Task to complete = Reproduce the rows below with every occurrence of "straight edges" replaced by "line segments", leaving all other text unchanged.
▼
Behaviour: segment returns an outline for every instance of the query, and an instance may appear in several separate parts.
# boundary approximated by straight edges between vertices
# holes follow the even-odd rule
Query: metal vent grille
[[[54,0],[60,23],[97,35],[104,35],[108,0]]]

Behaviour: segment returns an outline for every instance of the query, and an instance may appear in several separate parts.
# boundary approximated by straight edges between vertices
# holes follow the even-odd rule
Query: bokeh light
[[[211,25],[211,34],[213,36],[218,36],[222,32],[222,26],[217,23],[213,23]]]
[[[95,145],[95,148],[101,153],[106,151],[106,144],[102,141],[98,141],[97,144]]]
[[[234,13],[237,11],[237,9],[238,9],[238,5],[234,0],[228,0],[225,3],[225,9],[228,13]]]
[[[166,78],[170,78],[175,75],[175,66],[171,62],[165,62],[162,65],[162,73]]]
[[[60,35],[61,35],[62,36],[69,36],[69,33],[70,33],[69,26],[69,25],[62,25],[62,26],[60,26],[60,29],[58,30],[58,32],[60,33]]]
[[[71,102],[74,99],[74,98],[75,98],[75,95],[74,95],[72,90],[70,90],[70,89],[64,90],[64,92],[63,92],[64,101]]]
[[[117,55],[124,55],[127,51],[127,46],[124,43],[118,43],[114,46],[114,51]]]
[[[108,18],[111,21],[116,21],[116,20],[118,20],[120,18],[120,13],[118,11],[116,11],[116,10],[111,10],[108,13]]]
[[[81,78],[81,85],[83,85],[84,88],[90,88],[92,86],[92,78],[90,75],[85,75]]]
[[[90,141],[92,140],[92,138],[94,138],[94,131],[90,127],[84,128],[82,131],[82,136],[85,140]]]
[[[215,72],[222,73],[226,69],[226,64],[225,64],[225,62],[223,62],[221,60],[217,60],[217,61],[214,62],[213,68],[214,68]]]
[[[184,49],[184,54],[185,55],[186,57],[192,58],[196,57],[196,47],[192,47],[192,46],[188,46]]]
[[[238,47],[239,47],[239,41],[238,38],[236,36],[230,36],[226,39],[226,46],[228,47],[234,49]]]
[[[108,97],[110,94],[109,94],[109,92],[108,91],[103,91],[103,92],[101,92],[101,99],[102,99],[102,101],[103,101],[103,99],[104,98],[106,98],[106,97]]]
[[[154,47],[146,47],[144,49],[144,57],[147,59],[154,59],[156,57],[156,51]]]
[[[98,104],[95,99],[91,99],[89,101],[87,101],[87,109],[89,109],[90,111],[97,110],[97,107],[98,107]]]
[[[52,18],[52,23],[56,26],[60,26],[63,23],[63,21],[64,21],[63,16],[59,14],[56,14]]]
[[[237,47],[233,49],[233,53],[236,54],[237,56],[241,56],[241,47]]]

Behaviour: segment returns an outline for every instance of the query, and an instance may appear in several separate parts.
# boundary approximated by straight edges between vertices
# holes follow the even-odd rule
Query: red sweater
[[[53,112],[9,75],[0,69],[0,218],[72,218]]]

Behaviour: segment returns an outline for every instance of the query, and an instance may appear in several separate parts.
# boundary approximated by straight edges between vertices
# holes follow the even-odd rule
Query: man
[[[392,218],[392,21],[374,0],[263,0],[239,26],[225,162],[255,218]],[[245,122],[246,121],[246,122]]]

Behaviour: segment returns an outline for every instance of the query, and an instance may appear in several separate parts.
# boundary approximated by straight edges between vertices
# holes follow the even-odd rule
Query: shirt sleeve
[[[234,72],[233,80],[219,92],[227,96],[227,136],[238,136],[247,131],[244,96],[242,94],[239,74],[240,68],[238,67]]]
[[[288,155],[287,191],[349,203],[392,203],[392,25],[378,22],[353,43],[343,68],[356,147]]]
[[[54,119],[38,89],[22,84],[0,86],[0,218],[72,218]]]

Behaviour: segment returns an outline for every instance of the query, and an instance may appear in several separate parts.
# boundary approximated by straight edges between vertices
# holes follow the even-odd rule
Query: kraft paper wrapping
▲
Task result =
Behaviour: segment returns an outline for every instance of the query, and an instance may appear in several separate parts.
# boundary approximated by line segments between vertices
# holes follow the even-odd rule
Query: metal vent grille
[[[54,0],[60,23],[97,35],[104,35],[108,0]]]

Behaviour: segment returns an outline for every instance of the query, and an instance may appear in several separate parts.
# boundary approximated by line segments between vertices
# holes follow the even-odd rule
Query: bokeh light
[[[211,25],[211,34],[213,36],[218,36],[222,32],[222,26],[217,23],[213,23]]]
[[[95,145],[95,148],[101,153],[106,151],[106,144],[102,141],[98,141],[97,144]]]
[[[234,13],[237,11],[237,9],[238,9],[238,5],[234,0],[228,0],[225,3],[225,9],[228,13]]]
[[[166,78],[170,78],[175,75],[175,66],[171,62],[165,62],[162,65],[162,73]]]
[[[60,35],[61,35],[62,36],[69,36],[69,33],[70,33],[69,26],[69,25],[62,25],[62,26],[60,26],[60,29],[58,30],[58,32],[60,33]]]
[[[71,102],[74,99],[74,98],[75,98],[75,95],[74,95],[72,90],[70,90],[70,89],[64,90],[64,92],[63,92],[64,101]]]
[[[117,55],[124,55],[127,51],[127,46],[124,43],[118,43],[114,46],[114,51]]]
[[[108,18],[111,21],[116,21],[116,20],[118,20],[120,18],[120,13],[118,11],[116,11],[116,10],[111,10],[108,13]]]
[[[81,78],[81,85],[83,85],[84,88],[90,88],[92,86],[92,78],[90,75],[85,75]]]
[[[90,141],[92,140],[92,138],[94,138],[94,131],[90,127],[84,128],[82,131],[82,136],[85,140]]]
[[[215,72],[222,73],[226,69],[226,64],[225,64],[225,62],[223,62],[221,60],[217,60],[217,61],[214,62],[213,68],[214,68]]]
[[[184,49],[184,54],[185,55],[186,57],[192,58],[196,57],[196,47],[192,47],[192,46],[188,46]]]
[[[238,47],[239,47],[239,41],[238,38],[236,36],[230,36],[226,39],[226,46],[228,47],[234,49]]]
[[[108,97],[110,94],[109,94],[109,92],[108,91],[103,91],[103,92],[101,92],[101,99],[102,99],[102,101],[103,101],[103,99],[104,98],[106,98],[106,97]]]
[[[154,47],[146,47],[144,49],[144,57],[147,59],[154,59],[156,57],[156,51]]]
[[[98,104],[95,99],[91,99],[89,101],[87,101],[87,109],[89,109],[90,111],[97,110],[97,107],[98,107]]]
[[[52,18],[52,23],[56,26],[60,26],[63,23],[63,21],[64,21],[63,16],[59,14],[56,14]]]
[[[237,47],[233,49],[233,53],[236,54],[237,56],[241,56],[241,47]]]

Behaviour: segment returns an outline for every instance of the query, and an instance may appear in several separate parts.
# boundary approximated by line segments between vertices
# holes follow the even-odd rule
Query: red sweater
[[[53,112],[9,75],[0,69],[0,218],[72,218]]]

Behaviour: segment returns an outline for every instance of the query, and an instance may appear in several separate parts.
# boundary approximated by line segments between vertices
# holes follow the even-odd rule
Query: man
[[[392,218],[392,21],[374,0],[263,0],[239,26],[225,162],[255,218]],[[245,122],[246,121],[246,122]]]

Behaviour: segment returns an outline for every instance of the query, and an instance may appear in several separate parts.
# boundary approximated by line segments between vertices
# holes follow the even-odd rule
Query: shirt sleeve
[[[234,72],[233,80],[219,92],[227,96],[227,136],[238,136],[247,131],[244,96],[242,94],[239,74],[240,68],[238,67]]]
[[[288,155],[287,191],[349,203],[392,203],[392,25],[378,22],[353,43],[343,68],[356,147]]]
[[[54,119],[38,89],[22,84],[0,86],[0,218],[72,218]]]

Behaviour: segment returns an outline for every instance of the query, and an instance may appear in several separate parts.
# boundary approximated by line segments between vertices
# holes follow the even-odd rule
Query: kraft paper wrapping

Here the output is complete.